Text:
· · · · · · ·

Archive for the ‘Clusters’ Category

Oracle Clusterware as a 3rd party HA framework

Friday, June 12th, 2009

Oracle begin to push their Clusterware as a 3rd party HA framework. In this article we will review a quick example of how to do it. I will refer to this post as a quick-guide, as this is by no means any full-scale guide.

This article assumes you have installed Oracle Clusterware following one of the few links and guides available on the net. This quick-guide applies to both Clusterware 10 and Clusterware 11.

We will discuss the method of adding an additional NFS service on Linux.

In order to do so, you will need a shared storage – assuming the goal of the exercise is to supply the clients with a consistent storage services based on NFS. I, for myself, prefer to use OCFS2 as the choice file system for shared disks. This goes well with Oracle Clusterware, as this cluster framework does not handle disk mounts very well, and unless you are to write/search an agent which will make sure that every mount and umount behave correctly (you wouldn’t want to get a file system corruption, would you?), you will probably prefer to do the same. The lack of need to manage the disk mount actions will both save time on planned failover, and will guarantee storage safety. If you have not placed your CRS and Vote on OCFS2, you will need to install OCFS2 from here and here, and then to configure it. We will not discuss OCFS2 configuration in this post.

We will need to assume the following prerequisites:

  • Service-related IP address: 1.2.3.4. Netmask 255.255.255.248. You need this IP to be member of the same class as your public network card is.
  • Shared Storage: Formatted to OCFS2, and mounted on both nodes on /shared
  • Oracle Clusterware installed and working
  • Cluster nodes names are “node1” and “node2”
  • Have $CRS_HOME point to your CRS installation
  • Have $CRS_HOME/bin in your $PATH

We need to create the service-related IP resource first. I would recommend to have an entry in /etc/hosts for this IP address on both nodes. Assuming the public NIC is eth0, The command would be

crs_profile -create nfs_ip -t application -a $CRS_HOME/bin/usrvip -o oi=eth0,ov=1.2.3.4,on=255.255.255.248

Now you will need to set running permissions for the oracle user. In my case, the user name is actually “oracle”:

crs_setperm nfs_ip -o root
crs_serperm nfs_ip -u user:oracle:r-x

Test that you can start the service as the oracle user:

crs_start nfs_ip

Now we need to setup NFS. For this to work, we need to setup the NFS daemon first. Edit /etc/exports and add a line such as this:

/shared *(rw,no_root_sqush,sync)

· · · · · · ·

Task instructions:
1. Copy the part of the Oracle Clusterware post that opens with the words containing "This article assumes" and closes with "and Clusterware 11.".
2. In the rows, switch "project manager" to "team lead" in the part that opens with the line containing "locate the blue" and closes with the line containing "[129,391,237,450]", changing nothing else. Give only those lines, and leave out any pictures.

(Rows of box annotation data)
· · · · · · ·

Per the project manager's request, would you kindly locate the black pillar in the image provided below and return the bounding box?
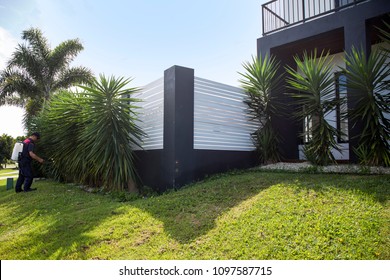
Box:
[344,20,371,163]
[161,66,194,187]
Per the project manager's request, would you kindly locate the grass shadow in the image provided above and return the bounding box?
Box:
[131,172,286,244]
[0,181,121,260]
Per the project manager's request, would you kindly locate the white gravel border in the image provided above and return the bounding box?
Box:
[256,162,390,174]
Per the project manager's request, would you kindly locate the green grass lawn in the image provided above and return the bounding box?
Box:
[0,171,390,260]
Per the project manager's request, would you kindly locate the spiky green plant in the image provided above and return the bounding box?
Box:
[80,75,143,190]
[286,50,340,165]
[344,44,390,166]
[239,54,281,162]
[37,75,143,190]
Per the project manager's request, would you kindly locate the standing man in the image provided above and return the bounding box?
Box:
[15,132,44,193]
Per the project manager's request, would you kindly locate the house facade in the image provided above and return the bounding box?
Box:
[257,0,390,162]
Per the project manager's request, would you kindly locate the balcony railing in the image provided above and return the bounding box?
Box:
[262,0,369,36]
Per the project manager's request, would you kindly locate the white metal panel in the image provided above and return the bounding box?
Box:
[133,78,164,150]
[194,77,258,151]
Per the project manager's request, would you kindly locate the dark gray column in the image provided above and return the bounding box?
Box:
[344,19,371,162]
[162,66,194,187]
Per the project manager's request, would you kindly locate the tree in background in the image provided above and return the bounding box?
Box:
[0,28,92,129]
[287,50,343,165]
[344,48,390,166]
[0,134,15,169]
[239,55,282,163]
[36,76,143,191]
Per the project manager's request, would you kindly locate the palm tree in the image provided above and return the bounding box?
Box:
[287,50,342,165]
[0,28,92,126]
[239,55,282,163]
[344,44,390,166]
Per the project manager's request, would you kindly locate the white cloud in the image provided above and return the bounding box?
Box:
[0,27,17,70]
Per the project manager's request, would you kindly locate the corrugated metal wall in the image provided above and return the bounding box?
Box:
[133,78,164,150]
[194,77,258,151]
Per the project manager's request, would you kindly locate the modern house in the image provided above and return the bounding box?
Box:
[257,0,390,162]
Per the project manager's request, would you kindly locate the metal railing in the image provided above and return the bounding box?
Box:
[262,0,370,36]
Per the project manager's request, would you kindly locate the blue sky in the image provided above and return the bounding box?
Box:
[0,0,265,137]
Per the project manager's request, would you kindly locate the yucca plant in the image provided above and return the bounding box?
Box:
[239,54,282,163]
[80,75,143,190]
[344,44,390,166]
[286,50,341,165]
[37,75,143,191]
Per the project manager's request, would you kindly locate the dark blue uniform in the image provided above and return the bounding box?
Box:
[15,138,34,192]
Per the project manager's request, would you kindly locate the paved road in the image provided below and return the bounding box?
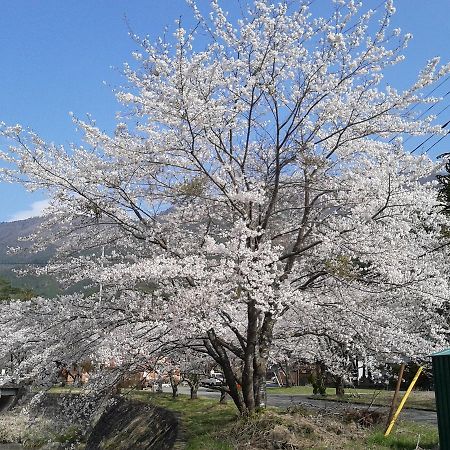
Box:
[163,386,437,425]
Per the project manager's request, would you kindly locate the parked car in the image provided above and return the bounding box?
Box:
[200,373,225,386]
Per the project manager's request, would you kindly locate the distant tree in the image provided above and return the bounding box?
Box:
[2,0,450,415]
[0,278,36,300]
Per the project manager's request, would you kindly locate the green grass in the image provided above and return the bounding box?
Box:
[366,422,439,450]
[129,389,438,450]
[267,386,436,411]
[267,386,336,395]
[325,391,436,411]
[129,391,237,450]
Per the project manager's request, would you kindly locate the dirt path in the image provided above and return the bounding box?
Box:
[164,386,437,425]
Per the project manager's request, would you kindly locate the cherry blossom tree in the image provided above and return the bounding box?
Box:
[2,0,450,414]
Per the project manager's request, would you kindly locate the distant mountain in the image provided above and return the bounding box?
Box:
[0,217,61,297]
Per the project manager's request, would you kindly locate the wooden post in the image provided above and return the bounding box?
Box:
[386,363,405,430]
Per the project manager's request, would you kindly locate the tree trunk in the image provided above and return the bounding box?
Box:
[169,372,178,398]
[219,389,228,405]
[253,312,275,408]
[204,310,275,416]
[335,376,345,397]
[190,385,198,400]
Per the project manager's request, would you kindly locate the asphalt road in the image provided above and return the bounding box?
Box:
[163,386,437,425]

· · · · · · ·

Outputs by task:
1.
This article assumes you have installed Oracle Clusterware following one of the few links and guides available on the net. This quick-guide applies to both Clusterware 10 and Clusterware 11.

2.
Per the team lead's request, would you kindly locate the blue sky in the image provided above and return the bounding box?
Box:
[0,0,265,137]
Per the team lead's request, would you kindly locate the yucca plant in the image provided above and return the bounding box?
Box:
[239,54,282,163]
[80,75,143,190]
[344,44,390,166]
[286,50,341,165]
[37,75,143,191]
Per the team lead's request, would you kindly locate the dark blue uniform in the image provided above and return the bounding box?
Box:
[15,138,34,192]
Per the team lead's request, would you kindly locate the paved road in the image provided below and return the bounding box?
Box:
[163,386,437,425]
Per the team lead's request, would you kindly locate the parked car in the image provided above and return the bounding box?
Box:
[200,373,225,386]
Per the team lead's request, would you kindly locate the distant tree in the image provided above and return the bounding box?
Box:
[2,0,450,415]
[0,278,36,300]
Per the team lead's request, would you kindly locate the green grass in the image provided above and return the bounding box?
Box:
[366,422,439,450]
[129,389,438,450]
[267,386,436,411]
[267,386,336,395]
[325,391,436,411]
[129,391,237,450]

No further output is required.